» Available records
== Segment start ==

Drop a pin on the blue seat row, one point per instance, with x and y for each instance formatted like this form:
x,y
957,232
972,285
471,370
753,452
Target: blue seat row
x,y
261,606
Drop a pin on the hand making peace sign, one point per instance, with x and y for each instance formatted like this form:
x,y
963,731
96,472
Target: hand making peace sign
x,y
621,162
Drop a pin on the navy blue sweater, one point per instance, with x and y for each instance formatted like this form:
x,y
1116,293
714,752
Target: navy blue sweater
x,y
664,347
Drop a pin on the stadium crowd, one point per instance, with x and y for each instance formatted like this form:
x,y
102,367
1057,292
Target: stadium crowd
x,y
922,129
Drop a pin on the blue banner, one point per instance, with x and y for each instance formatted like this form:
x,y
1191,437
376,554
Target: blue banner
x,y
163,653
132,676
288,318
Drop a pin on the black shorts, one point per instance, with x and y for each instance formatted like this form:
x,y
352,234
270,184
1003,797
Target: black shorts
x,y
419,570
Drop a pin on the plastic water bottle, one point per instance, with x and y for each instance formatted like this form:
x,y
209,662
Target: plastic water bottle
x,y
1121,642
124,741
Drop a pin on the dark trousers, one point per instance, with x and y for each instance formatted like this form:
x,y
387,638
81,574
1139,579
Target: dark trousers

== Segment end ==

» Task prompt
Work out how many lines in the data hold the word "dark"; reply with the number alone.

» Answer box
2